Data provided Block Start

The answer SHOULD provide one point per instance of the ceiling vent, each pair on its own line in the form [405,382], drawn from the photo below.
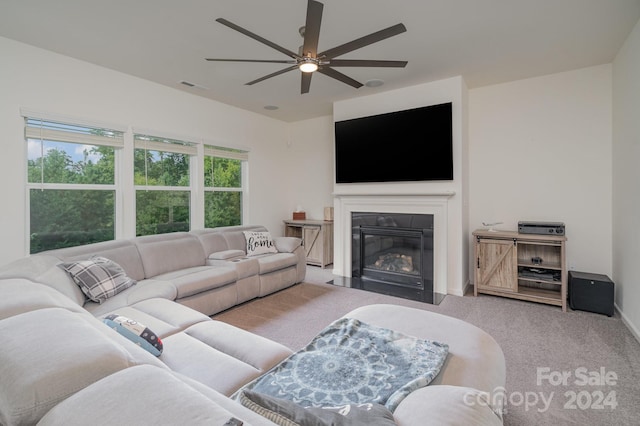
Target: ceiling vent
[193,85]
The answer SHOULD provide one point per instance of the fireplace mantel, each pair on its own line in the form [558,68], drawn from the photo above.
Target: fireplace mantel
[435,203]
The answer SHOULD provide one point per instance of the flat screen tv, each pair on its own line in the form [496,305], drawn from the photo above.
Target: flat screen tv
[409,145]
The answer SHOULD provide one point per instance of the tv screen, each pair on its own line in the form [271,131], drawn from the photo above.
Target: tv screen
[410,145]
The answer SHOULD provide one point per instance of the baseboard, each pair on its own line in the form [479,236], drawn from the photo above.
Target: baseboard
[632,328]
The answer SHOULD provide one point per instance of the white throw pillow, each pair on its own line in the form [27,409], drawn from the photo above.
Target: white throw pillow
[259,243]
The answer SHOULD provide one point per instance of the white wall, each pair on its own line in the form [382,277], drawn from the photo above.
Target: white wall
[44,81]
[449,90]
[626,180]
[540,149]
[310,166]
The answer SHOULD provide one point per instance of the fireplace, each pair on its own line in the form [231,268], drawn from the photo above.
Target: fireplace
[446,279]
[392,253]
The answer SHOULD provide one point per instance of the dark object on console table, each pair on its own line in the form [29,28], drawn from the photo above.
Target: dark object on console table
[591,292]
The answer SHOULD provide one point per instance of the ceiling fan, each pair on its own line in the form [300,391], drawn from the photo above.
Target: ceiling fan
[309,59]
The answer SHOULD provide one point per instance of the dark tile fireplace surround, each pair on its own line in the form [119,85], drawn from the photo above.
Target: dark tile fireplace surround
[392,253]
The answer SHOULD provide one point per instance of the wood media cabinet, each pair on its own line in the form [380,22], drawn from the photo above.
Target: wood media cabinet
[317,239]
[521,266]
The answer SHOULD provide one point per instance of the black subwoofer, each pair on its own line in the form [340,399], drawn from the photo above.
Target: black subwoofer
[591,292]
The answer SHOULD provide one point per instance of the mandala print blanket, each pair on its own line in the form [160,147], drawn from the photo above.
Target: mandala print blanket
[354,362]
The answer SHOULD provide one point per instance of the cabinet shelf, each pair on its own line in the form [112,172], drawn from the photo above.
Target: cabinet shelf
[521,266]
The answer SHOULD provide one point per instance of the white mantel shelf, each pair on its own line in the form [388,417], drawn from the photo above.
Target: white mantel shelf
[447,194]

Data provided Block End

• Work task
The line with "Target: mandala print blanket", the last line of the data above, and every line between them should be duplicated exactly, with nothing else.

• Answer section
Target: mandala print blanket
[354,362]
The answer SHOULD provide one point per instance of the cabinet shelf, each pair on its own line in the form [112,172], drawn from the photo above.
Target: cabinet shelf
[521,266]
The answer SHOULD provide one point per instance of the white mantel shelf, each pair on its own line in the form [388,417], drawn from the photo above.
Target: white mantel shelf
[447,194]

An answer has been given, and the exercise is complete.